## ABOUT THIS EXERCISE
Return verbatim all lines from the first one in the records to the line with "45L156 55L157 46L120", both ends kept.

Saved data entries:
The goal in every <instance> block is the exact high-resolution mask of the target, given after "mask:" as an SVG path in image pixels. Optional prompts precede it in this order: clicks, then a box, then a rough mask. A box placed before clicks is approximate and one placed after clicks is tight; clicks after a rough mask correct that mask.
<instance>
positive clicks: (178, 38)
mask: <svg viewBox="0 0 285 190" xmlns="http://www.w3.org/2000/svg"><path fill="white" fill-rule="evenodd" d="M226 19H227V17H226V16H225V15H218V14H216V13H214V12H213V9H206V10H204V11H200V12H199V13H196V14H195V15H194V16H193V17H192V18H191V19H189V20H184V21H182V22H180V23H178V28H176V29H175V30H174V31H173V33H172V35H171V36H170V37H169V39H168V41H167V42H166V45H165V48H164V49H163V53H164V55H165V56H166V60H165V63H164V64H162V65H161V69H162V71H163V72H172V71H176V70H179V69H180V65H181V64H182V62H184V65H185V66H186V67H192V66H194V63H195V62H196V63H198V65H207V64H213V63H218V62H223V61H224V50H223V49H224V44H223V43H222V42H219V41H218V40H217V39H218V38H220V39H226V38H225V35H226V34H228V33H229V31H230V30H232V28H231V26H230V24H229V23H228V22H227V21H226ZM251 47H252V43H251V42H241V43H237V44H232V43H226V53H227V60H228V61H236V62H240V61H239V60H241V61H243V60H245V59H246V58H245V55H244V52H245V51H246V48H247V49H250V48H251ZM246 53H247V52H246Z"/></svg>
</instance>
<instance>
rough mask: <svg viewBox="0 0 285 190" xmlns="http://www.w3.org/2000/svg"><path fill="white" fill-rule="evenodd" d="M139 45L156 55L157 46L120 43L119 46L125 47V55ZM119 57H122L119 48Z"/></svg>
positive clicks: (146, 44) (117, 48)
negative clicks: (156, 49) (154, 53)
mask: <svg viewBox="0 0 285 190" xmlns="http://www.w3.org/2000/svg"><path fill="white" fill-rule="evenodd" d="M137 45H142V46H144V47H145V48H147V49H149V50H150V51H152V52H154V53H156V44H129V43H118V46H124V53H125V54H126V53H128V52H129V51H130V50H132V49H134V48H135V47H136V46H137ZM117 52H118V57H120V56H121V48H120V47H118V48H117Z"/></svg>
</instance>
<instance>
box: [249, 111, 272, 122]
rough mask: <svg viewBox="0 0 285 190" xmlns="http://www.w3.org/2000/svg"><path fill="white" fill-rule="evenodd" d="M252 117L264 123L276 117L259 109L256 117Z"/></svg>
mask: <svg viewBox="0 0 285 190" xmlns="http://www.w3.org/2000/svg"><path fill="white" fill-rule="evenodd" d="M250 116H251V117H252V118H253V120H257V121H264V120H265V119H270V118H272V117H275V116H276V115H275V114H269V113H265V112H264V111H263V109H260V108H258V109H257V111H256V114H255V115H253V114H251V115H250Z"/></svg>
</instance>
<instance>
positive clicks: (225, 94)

## EXPECTED OUTPUT
The goal in every <instance> block is the exact high-resolution mask of the target, given after "mask:" as an SVG path in image pixels. Optional prompts precede it in this order: clicks, then a box, then a rough mask. A box placed before clicks is approximate and one placed after clicks is tight; clicks after a rough mask correct that mask.
<instance>
positive clicks: (178, 38)
mask: <svg viewBox="0 0 285 190" xmlns="http://www.w3.org/2000/svg"><path fill="white" fill-rule="evenodd" d="M226 19H227V17H226V16H225V15H218V14H216V13H214V12H213V9H206V10H204V11H200V12H199V13H196V14H195V15H194V16H193V17H192V18H191V19H189V20H184V21H182V22H180V23H178V28H176V29H175V30H174V31H173V33H172V35H171V36H170V37H169V39H168V41H167V42H166V45H165V48H164V49H163V53H164V55H165V56H166V60H165V63H164V64H162V65H161V69H162V71H163V72H172V71H176V70H179V69H180V65H181V64H182V62H184V65H185V66H186V67H192V66H194V63H195V62H196V63H198V65H207V64H213V63H218V62H223V61H224V50H223V49H224V44H223V43H222V42H219V41H218V40H217V39H218V38H220V39H226V38H225V35H226V34H228V33H229V31H230V30H232V28H231V26H230V24H229V23H228V22H227V21H226ZM251 47H252V43H251V42H241V43H237V44H232V43H226V53H227V60H228V61H236V62H240V61H239V60H241V61H243V60H245V59H246V58H245V55H244V52H245V51H246V48H247V49H250V48H251ZM246 53H247V52H246Z"/></svg>
</instance>
<instance>
rough mask: <svg viewBox="0 0 285 190" xmlns="http://www.w3.org/2000/svg"><path fill="white" fill-rule="evenodd" d="M139 45L156 55L157 46L120 43L119 46L125 47V55ZM119 57H122L119 48Z"/></svg>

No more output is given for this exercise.